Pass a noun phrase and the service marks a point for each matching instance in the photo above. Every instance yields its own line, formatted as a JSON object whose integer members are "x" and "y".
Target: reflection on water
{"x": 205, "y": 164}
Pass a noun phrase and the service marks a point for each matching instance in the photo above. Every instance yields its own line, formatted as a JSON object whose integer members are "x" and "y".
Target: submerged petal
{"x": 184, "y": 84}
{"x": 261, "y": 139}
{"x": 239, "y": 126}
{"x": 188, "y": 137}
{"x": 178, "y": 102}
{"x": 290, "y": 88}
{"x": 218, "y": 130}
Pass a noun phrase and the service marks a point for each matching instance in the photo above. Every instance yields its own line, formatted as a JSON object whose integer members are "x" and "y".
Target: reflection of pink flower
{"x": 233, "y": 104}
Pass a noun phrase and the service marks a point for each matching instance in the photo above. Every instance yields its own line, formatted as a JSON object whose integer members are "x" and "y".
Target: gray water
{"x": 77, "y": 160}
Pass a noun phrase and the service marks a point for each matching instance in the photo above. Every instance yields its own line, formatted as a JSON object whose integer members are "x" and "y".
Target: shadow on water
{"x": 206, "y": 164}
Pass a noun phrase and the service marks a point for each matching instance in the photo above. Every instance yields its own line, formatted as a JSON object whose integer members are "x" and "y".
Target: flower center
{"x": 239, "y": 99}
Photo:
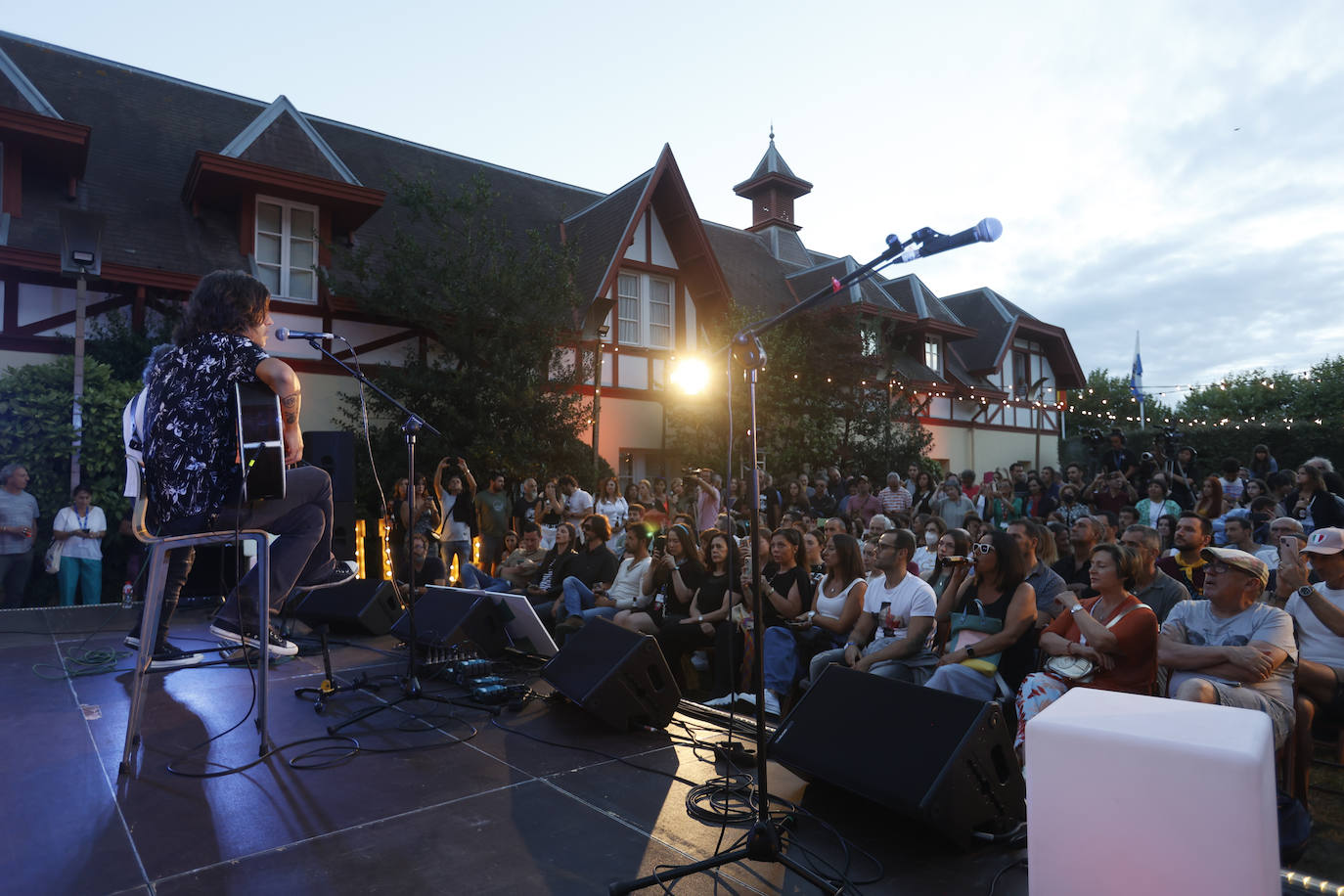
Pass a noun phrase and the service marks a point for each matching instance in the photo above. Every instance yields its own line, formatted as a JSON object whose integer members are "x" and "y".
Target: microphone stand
{"x": 409, "y": 683}
{"x": 764, "y": 841}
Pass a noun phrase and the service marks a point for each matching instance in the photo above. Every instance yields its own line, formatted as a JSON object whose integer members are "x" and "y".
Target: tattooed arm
{"x": 283, "y": 379}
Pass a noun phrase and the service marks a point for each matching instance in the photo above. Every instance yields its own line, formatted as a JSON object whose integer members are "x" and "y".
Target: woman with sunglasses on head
{"x": 1114, "y": 632}
{"x": 784, "y": 589}
{"x": 672, "y": 578}
{"x": 710, "y": 610}
{"x": 995, "y": 589}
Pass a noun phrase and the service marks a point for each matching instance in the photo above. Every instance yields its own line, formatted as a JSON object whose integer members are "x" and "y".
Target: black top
{"x": 783, "y": 583}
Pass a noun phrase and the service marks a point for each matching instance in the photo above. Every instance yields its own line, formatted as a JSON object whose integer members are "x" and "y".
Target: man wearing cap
{"x": 1232, "y": 649}
{"x": 1319, "y": 614}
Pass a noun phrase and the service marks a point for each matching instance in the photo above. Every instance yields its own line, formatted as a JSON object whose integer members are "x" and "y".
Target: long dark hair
{"x": 848, "y": 558}
{"x": 225, "y": 301}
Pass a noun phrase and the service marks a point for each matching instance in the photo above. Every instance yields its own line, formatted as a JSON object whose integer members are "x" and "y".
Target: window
{"x": 644, "y": 310}
{"x": 287, "y": 248}
{"x": 628, "y": 293}
{"x": 933, "y": 353}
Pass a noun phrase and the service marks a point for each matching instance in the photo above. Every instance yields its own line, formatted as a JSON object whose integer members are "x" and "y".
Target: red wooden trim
{"x": 11, "y": 305}
{"x": 13, "y": 183}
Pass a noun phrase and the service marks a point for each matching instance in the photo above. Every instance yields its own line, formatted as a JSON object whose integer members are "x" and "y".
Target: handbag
{"x": 51, "y": 560}
{"x": 1080, "y": 670}
{"x": 970, "y": 629}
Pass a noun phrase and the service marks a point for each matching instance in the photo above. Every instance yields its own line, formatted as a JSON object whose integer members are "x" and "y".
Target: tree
{"x": 1106, "y": 402}
{"x": 35, "y": 410}
{"x": 495, "y": 306}
{"x": 820, "y": 400}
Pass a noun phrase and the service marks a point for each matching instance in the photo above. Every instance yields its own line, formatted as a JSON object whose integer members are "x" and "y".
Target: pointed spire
{"x": 772, "y": 190}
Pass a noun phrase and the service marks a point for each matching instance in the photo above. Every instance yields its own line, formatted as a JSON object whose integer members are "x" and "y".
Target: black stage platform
{"x": 473, "y": 809}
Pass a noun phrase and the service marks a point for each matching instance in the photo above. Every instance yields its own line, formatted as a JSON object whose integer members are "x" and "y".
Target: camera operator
{"x": 1185, "y": 477}
{"x": 1118, "y": 457}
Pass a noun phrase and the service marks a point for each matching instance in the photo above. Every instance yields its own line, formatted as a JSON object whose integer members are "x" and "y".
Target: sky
{"x": 1171, "y": 168}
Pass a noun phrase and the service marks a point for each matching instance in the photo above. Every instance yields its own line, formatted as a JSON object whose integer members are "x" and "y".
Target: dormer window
{"x": 933, "y": 353}
{"x": 287, "y": 248}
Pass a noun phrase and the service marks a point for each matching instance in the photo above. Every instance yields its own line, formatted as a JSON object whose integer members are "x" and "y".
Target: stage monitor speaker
{"x": 617, "y": 675}
{"x": 362, "y": 606}
{"x": 926, "y": 754}
{"x": 453, "y": 615}
{"x": 334, "y": 450}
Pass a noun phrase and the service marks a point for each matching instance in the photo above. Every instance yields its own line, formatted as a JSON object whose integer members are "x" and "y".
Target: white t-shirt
{"x": 78, "y": 546}
{"x": 912, "y": 597}
{"x": 1315, "y": 641}
{"x": 625, "y": 586}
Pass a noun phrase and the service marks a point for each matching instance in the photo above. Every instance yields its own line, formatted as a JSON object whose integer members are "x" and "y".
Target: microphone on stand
{"x": 284, "y": 332}
{"x": 933, "y": 242}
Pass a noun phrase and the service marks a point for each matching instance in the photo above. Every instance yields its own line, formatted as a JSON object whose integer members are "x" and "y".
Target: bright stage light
{"x": 690, "y": 375}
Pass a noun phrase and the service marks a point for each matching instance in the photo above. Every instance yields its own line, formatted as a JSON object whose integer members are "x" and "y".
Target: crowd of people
{"x": 1015, "y": 585}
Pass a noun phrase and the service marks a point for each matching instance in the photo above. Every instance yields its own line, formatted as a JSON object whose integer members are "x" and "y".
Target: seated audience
{"x": 1114, "y": 632}
{"x": 998, "y": 590}
{"x": 893, "y": 634}
{"x": 1232, "y": 649}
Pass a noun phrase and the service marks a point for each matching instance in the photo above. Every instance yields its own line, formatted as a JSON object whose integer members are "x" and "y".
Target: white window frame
{"x": 643, "y": 323}
{"x": 933, "y": 348}
{"x": 287, "y": 237}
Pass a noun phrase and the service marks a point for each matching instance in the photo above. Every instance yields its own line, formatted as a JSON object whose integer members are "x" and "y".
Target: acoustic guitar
{"x": 261, "y": 441}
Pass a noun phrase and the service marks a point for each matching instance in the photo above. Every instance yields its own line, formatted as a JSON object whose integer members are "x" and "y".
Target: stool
{"x": 158, "y": 547}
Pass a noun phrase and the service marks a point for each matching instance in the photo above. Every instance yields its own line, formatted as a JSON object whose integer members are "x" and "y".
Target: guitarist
{"x": 191, "y": 457}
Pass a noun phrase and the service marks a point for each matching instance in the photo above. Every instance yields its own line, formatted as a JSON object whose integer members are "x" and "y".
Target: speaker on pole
{"x": 360, "y": 606}
{"x": 334, "y": 450}
{"x": 617, "y": 675}
{"x": 922, "y": 752}
{"x": 453, "y": 615}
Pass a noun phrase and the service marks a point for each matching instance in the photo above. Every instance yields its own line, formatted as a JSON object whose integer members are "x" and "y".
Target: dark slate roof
{"x": 754, "y": 276}
{"x": 281, "y": 137}
{"x": 600, "y": 227}
{"x": 147, "y": 129}
{"x": 983, "y": 309}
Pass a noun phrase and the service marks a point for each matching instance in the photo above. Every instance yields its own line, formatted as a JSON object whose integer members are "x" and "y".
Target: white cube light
{"x": 1131, "y": 794}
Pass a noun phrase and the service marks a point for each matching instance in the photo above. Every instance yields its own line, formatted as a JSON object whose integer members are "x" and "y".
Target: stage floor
{"x": 463, "y": 806}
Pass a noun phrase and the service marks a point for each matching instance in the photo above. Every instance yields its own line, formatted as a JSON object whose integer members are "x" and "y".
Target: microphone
{"x": 284, "y": 332}
{"x": 933, "y": 242}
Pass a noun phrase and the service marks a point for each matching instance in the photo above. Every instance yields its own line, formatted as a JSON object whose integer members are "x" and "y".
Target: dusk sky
{"x": 1165, "y": 166}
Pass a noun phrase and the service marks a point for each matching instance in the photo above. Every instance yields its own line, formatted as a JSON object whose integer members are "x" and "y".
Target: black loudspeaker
{"x": 617, "y": 675}
{"x": 363, "y": 606}
{"x": 453, "y": 615}
{"x": 334, "y": 450}
{"x": 926, "y": 754}
{"x": 343, "y": 531}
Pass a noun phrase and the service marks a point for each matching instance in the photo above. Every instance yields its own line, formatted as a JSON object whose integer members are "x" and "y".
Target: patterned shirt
{"x": 191, "y": 450}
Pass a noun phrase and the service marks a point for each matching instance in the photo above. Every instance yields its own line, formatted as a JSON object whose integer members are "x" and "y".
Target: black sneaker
{"x": 169, "y": 657}
{"x": 277, "y": 647}
{"x": 341, "y": 572}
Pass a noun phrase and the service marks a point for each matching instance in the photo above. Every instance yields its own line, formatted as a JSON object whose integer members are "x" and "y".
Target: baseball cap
{"x": 1328, "y": 540}
{"x": 1238, "y": 559}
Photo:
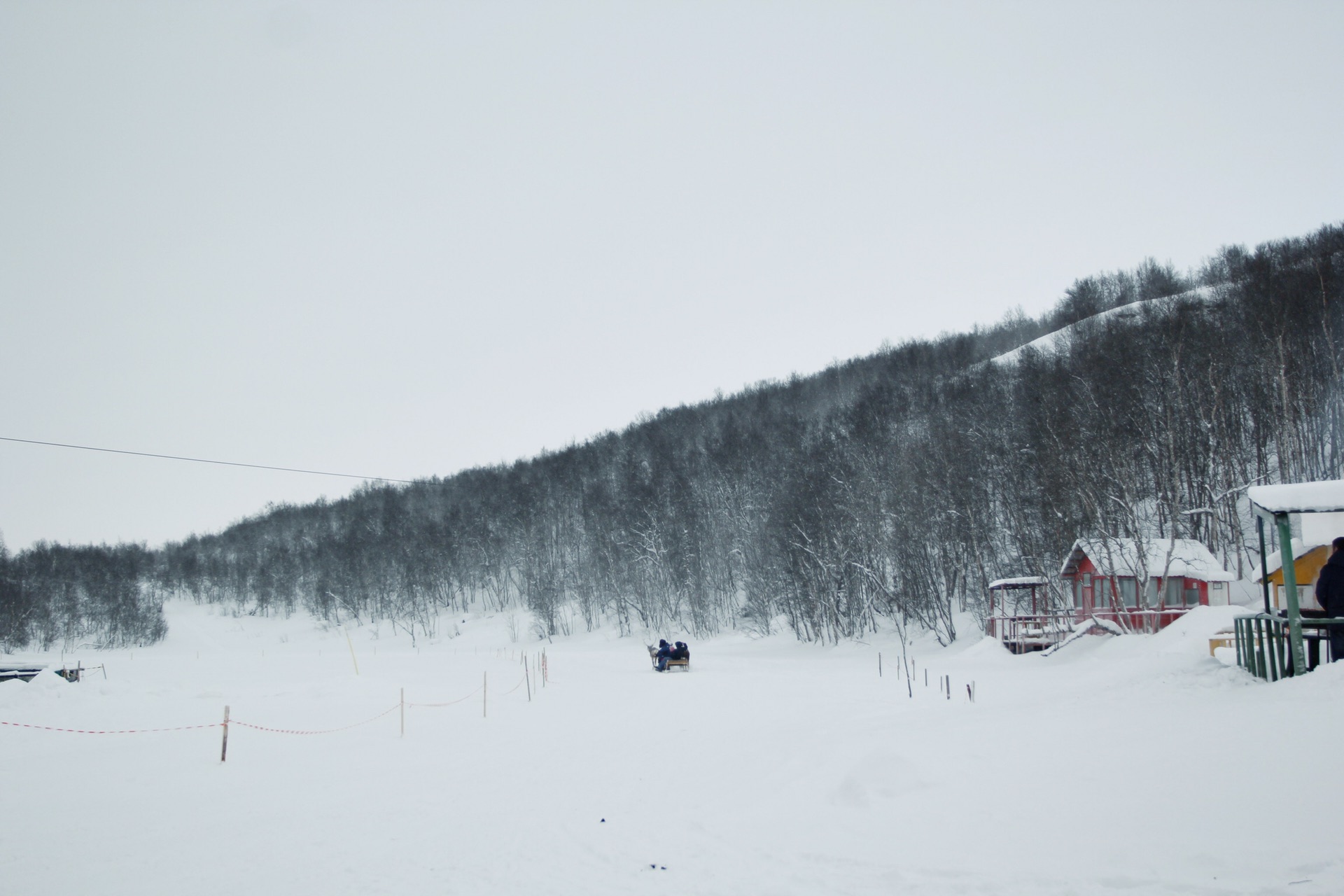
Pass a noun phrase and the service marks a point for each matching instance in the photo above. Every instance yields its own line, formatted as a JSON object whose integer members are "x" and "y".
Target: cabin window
{"x": 1129, "y": 593}
{"x": 1172, "y": 597}
{"x": 1151, "y": 593}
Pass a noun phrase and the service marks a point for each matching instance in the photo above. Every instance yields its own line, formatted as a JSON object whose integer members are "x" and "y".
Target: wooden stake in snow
{"x": 351, "y": 649}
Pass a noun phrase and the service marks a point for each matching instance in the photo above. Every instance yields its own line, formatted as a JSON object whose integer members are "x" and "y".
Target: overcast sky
{"x": 402, "y": 239}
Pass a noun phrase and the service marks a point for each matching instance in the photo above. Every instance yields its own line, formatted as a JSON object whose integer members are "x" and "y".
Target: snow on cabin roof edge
{"x": 1298, "y": 498}
{"x": 1019, "y": 582}
{"x": 1121, "y": 558}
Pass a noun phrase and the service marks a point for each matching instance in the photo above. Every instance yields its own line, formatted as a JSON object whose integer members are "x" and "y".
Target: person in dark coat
{"x": 660, "y": 659}
{"x": 1329, "y": 594}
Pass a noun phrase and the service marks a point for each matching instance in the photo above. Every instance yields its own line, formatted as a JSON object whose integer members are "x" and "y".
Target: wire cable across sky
{"x": 201, "y": 460}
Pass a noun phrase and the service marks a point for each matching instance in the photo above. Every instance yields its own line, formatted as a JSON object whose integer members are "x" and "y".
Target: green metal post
{"x": 1260, "y": 526}
{"x": 1294, "y": 614}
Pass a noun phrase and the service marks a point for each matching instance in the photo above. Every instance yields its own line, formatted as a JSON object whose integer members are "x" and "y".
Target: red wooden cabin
{"x": 1142, "y": 587}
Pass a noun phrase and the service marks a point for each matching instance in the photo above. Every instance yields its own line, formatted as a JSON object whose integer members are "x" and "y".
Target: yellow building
{"x": 1308, "y": 559}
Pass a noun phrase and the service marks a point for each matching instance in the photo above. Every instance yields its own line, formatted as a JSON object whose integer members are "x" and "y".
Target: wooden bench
{"x": 1224, "y": 638}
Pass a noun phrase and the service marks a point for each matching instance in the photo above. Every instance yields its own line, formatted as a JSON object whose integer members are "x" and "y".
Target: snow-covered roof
{"x": 1021, "y": 582}
{"x": 1121, "y": 556}
{"x": 1300, "y": 548}
{"x": 1298, "y": 498}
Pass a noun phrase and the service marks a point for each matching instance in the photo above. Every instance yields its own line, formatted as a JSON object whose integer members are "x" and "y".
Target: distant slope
{"x": 886, "y": 491}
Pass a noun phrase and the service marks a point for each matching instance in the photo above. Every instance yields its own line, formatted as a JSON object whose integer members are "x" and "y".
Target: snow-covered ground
{"x": 1133, "y": 763}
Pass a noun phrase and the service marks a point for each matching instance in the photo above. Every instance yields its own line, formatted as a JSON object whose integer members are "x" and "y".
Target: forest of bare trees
{"x": 885, "y": 491}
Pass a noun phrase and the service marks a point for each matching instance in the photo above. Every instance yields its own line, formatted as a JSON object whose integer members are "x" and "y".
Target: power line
{"x": 201, "y": 460}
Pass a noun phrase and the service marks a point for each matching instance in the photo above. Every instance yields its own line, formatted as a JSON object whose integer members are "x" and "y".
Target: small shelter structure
{"x": 1308, "y": 559}
{"x": 1021, "y": 617}
{"x": 1272, "y": 644}
{"x": 1142, "y": 586}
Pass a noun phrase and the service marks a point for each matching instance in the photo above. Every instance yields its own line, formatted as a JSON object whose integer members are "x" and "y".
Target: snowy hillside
{"x": 772, "y": 767}
{"x": 1051, "y": 343}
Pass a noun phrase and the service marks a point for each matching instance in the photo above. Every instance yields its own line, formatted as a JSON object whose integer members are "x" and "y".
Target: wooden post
{"x": 351, "y": 649}
{"x": 1294, "y": 614}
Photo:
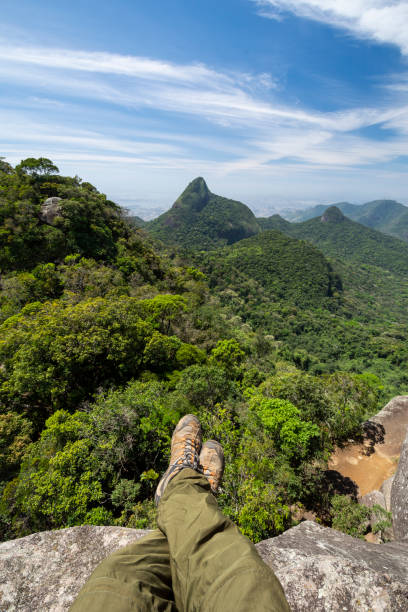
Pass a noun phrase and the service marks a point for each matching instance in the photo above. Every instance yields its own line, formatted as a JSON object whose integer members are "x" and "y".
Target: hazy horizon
{"x": 277, "y": 103}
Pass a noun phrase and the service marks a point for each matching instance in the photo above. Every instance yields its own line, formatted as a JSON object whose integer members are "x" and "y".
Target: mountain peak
{"x": 332, "y": 215}
{"x": 195, "y": 196}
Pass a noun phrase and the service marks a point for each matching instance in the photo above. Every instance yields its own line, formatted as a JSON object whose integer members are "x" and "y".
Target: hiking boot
{"x": 212, "y": 463}
{"x": 185, "y": 447}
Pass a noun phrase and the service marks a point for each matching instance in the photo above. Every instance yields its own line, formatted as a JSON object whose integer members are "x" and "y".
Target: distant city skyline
{"x": 277, "y": 103}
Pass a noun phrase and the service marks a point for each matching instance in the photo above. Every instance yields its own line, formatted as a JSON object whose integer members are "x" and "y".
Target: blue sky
{"x": 278, "y": 103}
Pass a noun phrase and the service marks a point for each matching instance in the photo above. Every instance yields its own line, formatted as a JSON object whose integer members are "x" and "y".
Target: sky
{"x": 277, "y": 103}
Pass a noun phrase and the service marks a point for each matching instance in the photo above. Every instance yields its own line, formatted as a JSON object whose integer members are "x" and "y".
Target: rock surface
{"x": 394, "y": 419}
{"x": 385, "y": 489}
{"x": 319, "y": 568}
{"x": 44, "y": 571}
{"x": 399, "y": 495}
{"x": 373, "y": 498}
{"x": 326, "y": 571}
{"x": 50, "y": 209}
{"x": 369, "y": 463}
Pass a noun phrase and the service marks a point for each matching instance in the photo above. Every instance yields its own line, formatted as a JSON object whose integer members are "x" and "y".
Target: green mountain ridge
{"x": 338, "y": 236}
{"x": 286, "y": 268}
{"x": 387, "y": 216}
{"x": 107, "y": 339}
{"x": 200, "y": 219}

========

Work to complete
Locate the line that contains "Target: mountain peak", then please quote it and every line after it to the end of the entries above, exactly and with nothing else.

Answer section
Target: mountain peak
{"x": 332, "y": 215}
{"x": 195, "y": 196}
Pass a noun phrase and the service marks a point for each matching instance in the photo above. Every instance yields its own line, formatted as a JSON object whose integer members are "x" and "y".
Target: hiking boot
{"x": 212, "y": 463}
{"x": 185, "y": 447}
Pass a noun phrase and the service marks a point for each matching instance in the photo above. Every instance yields its own line, formatted as a JSON object whose integer members are "x" and "y".
Target: distant city skyline
{"x": 277, "y": 103}
Pass a noun phrase and the service marks a point for each matching instance in the photo above. Every instance yields its own line, formatted as a JSON object whose integer members are "x" and "y".
Target: blue sky
{"x": 278, "y": 103}
Pass a noun phrase and the service marks a point for each matching instance in the photo above. Every instance yields its own line, formatted as a JSON object whose integer members are "x" and "y".
Target: sky
{"x": 277, "y": 103}
Pass a noun phrase and the service marks a point for each matching instance in the photo above. Every instance yields its own line, formatted as a JSON object whose integer members are "x" and "y".
Target: rock surface
{"x": 394, "y": 419}
{"x": 385, "y": 489}
{"x": 319, "y": 568}
{"x": 44, "y": 571}
{"x": 399, "y": 495}
{"x": 373, "y": 498}
{"x": 326, "y": 571}
{"x": 50, "y": 209}
{"x": 369, "y": 463}
Pass a noun phrase and the service marks a point for each matching instance in the photo above. Every instance yields its own line, formatted as a JSON object whose integer members are "x" and "y".
Target: green mountain ridge
{"x": 338, "y": 236}
{"x": 286, "y": 268}
{"x": 387, "y": 216}
{"x": 107, "y": 339}
{"x": 200, "y": 219}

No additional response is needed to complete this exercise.